> _Instructions_
1. Answer these questions from the passage on network processors, one answer per line and marked the same way:
(a) What is sending data packets from a single point to a single point called?
(b) In the FIG. 3 example, how many replications of the data packet would the server at node 2 make?
(c) What is the read register stack 80 for?
2. Reproduce word for word the part of the passage on network processors that begins at the words "To perform layer" and stops after "for each transmission.".

> _Extract to read_

━━━━━━━━━━━━━━━━

The microengine 22f also includes a write transfer register stack 78 and a read transfer stack 80. These registers are also windowed so that they are relatively and absolutely addressable. The write transfer register stack 78 is where data written to a resource is located. Similarly, the read register stack 80 is for return data from a shared resource. Subsequent to or concurrent with data arrival, an event signal from the respective shared resource, e.g., the SRAM controller 26a, SDRAM controller 26b or core processor, 20 will be provided to context event arbitrator 74 which will then alert the program thread that the data is available or has been sent. Both transfer register banks 78 and 80 are connected to the execution box (EBOX) 76 through a data path. In one implementation, the read transfer register 64 has registers and the write transfer register 64 has registers.

Each microengine 22a-22f supports multi-threaded execution of multiple contexts. One reason for this is to allow one program thread to start executing just after another program thread issues a memory reference and must wait until that reference completes before doing more work. This behavior maintains efficient hardware execution of the microengines because memory latency is significant.

Network processors such as the example described above often handle a variety of protocols to transport data packets. One protocol is to have the network location request data packets directly from an information source, or “sender,” which responds to the request by sending the data packets to the requesting location. This method of sending data packets from a single point, such as the sender, to a single point, such as the user, is often referred to as unicast transmission.

A drawback of unicast transmission is that the packet travels on one path to the final destination. This increases the chances that a disruption in the path of the packet will result in the packet not reaching its final destination. In addition, the packet may take a path that is not the most direct to the final destination. Since a router at a node may not be aware of an overall quicker route the packet may be sent to a node that is further away from the packet's final destination. In addition, the router can only send one replication of the packet out of one port. Therefore, even though the router may have two possible routes, the router must select one to transmit the packet.

An alternative to unicast transmission allows data packets to be sent from a single point to multiple branch points to the final point. This method of sending information, called layer 2 multicast transmission, is a more efficient way of transmitting data packets in a network. The network has a number of multicast capable routers and the information enters the network as a single data packet from a source to a multicast router. As the data packet travels through the network, multicast capable routers replicate the data packet and send the information to downstream routers.

Referring to FIG. 3, the router at node 2 would receive a data packet from node 1 and then replicate the data packet and send data packets to nodes 3, 4, and 5. The router at node 3 would receive the data packet and replicate the data packet and send data packets to nodes 4, 6, and 7. Thus, while only one data packet was transmitted from node 1, four data packets were received at the final destinations nodes 4, 5, 6, and 7. The multicast transmission allows the source to transmit one data packet, making efficient use of the source bandwidth while transmitting the data packet to four final destinations.

To perform layer 2 multicast, a server, router or switch first receives the data packet. The server then determines which locations downstream should receive the data packet. The server does this by processing the packet header to determine the packet's final destinations. The server then uses a routing table stored in the server's memory to determine the next possible upstream hops to advance the data packet to its final destination. The server sends the data packet to the next set of hops. This can involve multiple destinations requiring the server to make multiple replications of the data packet. For example, the server at node 2 in FIG. 3 would have to make three replications of the data packet. One replication would be sent to node 3, another replication would be sent to node 4, and a last replication would be sent to node 5. This involves a replication for each transmission.

━━━━━━━━━━━━━━━━

> _Provided information_

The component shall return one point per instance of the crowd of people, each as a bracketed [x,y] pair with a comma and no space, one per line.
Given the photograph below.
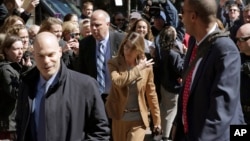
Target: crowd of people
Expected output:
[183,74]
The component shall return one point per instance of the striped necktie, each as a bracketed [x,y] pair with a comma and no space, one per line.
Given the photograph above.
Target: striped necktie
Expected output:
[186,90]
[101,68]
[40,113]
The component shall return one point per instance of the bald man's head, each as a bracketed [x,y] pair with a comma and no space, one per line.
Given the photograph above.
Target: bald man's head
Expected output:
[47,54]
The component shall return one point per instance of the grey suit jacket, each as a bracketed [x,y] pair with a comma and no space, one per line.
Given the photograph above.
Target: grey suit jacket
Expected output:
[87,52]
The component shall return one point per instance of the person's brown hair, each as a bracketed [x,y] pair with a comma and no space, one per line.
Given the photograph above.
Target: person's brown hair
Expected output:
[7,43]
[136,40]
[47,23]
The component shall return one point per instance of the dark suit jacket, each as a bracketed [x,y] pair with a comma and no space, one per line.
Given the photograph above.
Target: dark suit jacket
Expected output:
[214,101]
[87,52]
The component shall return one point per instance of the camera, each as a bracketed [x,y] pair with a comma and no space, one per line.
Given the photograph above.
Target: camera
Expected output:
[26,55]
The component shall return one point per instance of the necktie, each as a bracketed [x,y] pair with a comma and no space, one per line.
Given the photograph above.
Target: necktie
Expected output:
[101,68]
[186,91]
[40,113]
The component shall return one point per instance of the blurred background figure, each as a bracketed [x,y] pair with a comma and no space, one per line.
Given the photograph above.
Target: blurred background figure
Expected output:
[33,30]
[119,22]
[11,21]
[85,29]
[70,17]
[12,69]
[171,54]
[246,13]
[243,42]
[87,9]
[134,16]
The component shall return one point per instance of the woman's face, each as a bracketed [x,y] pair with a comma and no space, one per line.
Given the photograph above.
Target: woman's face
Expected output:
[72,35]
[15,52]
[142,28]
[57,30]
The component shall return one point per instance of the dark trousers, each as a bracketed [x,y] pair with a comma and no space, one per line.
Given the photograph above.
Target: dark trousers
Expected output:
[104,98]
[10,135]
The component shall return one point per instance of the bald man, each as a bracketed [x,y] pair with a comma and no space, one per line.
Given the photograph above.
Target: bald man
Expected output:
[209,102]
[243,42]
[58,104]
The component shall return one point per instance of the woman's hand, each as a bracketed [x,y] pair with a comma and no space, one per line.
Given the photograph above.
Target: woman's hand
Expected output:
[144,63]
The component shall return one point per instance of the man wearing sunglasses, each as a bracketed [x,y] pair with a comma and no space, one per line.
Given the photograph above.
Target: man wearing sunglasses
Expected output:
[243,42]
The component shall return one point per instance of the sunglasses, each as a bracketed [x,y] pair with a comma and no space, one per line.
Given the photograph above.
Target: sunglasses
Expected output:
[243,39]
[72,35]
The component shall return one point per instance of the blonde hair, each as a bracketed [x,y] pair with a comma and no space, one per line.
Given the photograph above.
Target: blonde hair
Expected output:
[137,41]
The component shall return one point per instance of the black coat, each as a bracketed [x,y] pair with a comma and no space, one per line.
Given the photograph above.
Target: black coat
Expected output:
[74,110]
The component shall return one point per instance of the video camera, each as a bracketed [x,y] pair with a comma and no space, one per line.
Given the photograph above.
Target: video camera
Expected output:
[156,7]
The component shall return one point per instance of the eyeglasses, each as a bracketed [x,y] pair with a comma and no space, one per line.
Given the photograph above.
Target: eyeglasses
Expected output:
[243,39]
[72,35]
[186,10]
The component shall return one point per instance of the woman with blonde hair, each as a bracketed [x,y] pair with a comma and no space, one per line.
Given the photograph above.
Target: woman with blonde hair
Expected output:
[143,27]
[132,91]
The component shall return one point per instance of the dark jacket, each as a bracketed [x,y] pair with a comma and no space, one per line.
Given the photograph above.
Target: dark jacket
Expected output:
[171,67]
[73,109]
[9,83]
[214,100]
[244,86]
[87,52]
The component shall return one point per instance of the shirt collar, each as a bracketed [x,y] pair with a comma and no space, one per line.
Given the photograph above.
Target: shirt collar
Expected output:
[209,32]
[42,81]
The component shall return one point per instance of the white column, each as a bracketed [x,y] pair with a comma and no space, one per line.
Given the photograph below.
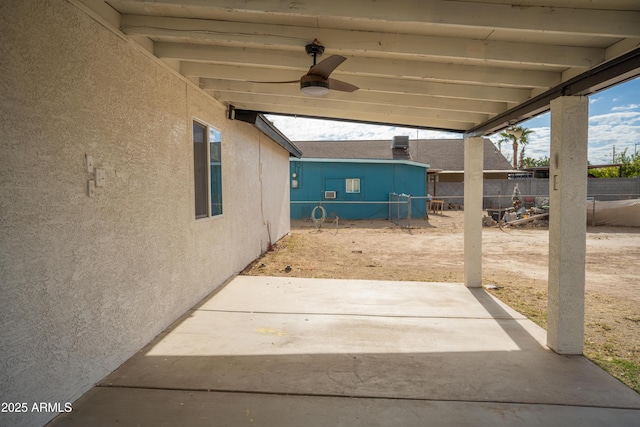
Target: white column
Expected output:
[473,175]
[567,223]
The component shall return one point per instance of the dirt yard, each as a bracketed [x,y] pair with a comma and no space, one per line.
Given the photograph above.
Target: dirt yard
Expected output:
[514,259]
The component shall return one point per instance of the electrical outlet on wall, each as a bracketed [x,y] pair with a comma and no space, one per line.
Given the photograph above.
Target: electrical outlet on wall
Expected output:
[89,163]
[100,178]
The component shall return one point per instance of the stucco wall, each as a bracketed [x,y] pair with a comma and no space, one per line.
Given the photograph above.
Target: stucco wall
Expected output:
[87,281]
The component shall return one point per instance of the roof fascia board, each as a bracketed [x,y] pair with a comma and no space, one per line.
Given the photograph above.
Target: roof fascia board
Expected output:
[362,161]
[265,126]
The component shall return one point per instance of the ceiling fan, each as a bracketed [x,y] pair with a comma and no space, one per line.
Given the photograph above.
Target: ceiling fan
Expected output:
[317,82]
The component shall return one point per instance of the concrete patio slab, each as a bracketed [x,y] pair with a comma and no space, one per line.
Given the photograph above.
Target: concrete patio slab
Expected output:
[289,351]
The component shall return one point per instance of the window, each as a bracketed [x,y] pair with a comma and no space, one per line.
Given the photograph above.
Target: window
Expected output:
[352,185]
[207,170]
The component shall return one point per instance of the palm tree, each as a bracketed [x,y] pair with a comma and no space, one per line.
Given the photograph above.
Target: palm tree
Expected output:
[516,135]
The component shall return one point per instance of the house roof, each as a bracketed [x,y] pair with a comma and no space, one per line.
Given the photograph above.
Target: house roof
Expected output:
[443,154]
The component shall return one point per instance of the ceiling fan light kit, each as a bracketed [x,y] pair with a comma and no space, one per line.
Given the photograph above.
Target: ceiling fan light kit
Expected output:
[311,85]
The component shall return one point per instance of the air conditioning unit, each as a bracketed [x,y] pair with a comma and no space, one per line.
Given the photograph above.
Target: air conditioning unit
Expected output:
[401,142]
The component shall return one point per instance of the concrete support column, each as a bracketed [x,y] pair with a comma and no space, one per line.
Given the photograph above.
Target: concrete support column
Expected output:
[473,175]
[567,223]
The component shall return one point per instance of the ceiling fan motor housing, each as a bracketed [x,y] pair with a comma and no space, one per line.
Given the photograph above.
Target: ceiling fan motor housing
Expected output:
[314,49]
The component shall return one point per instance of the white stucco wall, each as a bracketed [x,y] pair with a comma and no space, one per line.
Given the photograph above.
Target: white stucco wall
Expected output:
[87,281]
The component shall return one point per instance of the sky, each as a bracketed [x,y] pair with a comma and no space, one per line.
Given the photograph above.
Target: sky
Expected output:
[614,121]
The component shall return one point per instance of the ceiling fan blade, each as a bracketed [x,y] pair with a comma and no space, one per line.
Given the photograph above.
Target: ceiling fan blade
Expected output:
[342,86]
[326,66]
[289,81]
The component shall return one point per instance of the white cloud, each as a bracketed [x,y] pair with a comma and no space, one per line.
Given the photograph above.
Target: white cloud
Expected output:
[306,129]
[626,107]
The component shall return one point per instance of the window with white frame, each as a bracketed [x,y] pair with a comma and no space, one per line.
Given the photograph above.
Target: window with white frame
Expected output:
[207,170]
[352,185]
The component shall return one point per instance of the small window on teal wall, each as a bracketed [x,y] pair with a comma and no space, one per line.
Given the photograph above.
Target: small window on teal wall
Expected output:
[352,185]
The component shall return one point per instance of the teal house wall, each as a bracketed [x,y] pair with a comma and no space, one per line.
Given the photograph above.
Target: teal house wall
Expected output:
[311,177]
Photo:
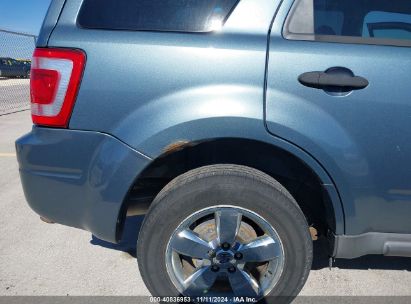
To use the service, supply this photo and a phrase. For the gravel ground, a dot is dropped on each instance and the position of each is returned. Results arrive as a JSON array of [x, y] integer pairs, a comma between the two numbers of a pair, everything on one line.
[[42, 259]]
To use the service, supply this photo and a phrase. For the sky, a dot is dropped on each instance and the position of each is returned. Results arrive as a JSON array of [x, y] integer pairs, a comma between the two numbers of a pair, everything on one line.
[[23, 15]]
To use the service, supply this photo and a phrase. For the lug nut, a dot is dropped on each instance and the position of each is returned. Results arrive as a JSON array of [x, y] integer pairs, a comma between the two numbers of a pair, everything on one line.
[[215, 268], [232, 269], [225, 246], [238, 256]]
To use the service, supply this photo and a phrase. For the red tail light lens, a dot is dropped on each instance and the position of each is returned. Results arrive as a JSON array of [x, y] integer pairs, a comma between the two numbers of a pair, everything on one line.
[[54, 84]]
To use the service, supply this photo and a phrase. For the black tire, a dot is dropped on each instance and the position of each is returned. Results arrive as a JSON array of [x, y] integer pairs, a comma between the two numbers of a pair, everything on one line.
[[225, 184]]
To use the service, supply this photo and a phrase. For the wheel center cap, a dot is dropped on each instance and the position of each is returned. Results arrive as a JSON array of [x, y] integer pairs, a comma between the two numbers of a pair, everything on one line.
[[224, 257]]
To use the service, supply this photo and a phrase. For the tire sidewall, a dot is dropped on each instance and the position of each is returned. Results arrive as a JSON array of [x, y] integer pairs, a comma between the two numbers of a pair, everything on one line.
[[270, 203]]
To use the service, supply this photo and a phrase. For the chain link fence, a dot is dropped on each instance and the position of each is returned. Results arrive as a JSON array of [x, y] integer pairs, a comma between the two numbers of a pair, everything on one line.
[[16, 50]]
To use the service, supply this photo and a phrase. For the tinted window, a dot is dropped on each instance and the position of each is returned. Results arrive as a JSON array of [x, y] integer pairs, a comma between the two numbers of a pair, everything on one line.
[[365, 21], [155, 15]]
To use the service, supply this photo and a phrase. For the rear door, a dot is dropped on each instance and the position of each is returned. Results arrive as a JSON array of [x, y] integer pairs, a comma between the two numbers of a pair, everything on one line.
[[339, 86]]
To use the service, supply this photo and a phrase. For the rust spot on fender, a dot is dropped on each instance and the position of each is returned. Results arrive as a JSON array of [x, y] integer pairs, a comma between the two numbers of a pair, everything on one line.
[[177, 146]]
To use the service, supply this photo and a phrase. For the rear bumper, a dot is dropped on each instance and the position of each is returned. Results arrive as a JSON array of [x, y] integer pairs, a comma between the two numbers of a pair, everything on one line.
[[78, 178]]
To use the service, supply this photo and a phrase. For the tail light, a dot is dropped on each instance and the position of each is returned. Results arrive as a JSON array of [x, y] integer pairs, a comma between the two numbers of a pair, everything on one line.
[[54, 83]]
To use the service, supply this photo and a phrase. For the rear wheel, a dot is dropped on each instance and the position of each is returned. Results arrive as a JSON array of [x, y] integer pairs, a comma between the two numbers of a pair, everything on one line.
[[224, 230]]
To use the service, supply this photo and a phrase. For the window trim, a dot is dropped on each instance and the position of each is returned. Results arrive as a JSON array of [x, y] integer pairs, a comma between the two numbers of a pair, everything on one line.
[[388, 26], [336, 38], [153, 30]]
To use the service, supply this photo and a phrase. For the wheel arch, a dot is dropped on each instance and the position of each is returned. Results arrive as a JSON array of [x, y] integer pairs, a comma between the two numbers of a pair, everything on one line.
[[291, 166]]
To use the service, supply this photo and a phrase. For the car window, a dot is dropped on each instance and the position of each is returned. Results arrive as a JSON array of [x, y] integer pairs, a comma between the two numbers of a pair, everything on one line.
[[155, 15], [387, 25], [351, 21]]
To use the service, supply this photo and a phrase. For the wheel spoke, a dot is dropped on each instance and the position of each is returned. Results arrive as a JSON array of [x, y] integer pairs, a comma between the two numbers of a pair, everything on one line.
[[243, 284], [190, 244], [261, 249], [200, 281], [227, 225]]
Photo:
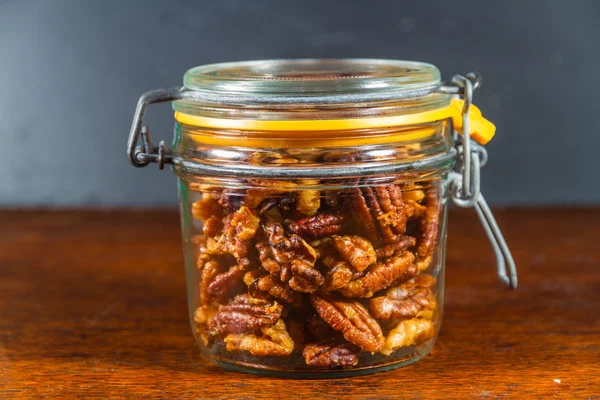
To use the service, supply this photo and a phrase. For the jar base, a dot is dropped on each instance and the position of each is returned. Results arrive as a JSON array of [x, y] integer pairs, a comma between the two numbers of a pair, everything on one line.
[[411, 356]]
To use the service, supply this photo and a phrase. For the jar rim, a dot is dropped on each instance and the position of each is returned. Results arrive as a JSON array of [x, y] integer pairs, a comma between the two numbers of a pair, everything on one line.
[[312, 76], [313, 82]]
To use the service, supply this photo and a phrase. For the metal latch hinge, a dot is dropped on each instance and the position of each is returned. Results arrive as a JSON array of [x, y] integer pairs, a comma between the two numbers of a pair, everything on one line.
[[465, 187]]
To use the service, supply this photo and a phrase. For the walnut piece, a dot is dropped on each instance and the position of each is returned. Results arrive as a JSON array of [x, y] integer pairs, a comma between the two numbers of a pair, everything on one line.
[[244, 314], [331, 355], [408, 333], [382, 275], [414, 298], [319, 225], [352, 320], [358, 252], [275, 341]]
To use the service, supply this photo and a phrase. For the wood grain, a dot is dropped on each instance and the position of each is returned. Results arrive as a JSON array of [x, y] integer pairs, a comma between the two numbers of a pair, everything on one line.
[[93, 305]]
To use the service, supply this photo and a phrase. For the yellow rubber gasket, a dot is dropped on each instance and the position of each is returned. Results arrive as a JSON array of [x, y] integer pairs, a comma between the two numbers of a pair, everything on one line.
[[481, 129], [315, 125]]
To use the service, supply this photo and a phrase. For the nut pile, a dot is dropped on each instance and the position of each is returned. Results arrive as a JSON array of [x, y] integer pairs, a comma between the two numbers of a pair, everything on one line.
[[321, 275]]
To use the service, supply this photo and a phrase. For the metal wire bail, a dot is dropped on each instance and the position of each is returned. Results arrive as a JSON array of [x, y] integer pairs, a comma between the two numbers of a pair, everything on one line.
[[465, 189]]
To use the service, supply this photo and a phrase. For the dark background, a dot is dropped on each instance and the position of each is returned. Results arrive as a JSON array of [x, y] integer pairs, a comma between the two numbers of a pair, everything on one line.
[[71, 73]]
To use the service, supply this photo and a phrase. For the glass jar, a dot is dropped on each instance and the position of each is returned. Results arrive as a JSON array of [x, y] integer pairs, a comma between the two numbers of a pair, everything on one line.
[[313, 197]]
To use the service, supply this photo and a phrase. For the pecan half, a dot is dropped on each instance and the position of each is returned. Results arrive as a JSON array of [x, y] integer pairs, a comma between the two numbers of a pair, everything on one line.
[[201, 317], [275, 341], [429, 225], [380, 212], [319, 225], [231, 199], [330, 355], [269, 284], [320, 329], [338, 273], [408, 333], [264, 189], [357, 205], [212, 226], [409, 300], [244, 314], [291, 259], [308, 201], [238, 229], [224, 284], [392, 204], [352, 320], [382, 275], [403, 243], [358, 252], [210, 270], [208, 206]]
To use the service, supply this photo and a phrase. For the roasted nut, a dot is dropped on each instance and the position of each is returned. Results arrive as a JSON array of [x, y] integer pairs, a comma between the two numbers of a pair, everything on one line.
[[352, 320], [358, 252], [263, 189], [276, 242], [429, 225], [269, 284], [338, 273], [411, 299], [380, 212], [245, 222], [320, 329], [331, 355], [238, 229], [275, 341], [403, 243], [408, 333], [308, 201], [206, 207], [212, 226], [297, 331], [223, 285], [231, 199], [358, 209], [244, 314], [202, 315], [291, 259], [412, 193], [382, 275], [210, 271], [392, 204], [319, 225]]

━━━━━━━━━━━━━━━━

> _Results in order_
1.
(a) Unicast transmission.
(b) Three.
(c) Return data from a shared resource.

2.
To perform layer 2 multicast, a server, router or switch first receives the data packet. The server then determines which locations downstream should receive the data packet. The server does this by processing the packet header to determine the packet's final destinations. The server then uses a routing table stored in the server's memory to determine the next possible upstream hops to advance the data packet to its final destination. The server sends the data packet to the next set of hops. This can involve multiple destinations requiring the server to make multiple replications of the data packet. For example, the server at node 2 in FIG. 3 would have to make three replications of the data packet. One replication would be sent to node 3, another replication would be sent to node 4, and a last replication would be sent to node 5. This involves a replication for each transmission.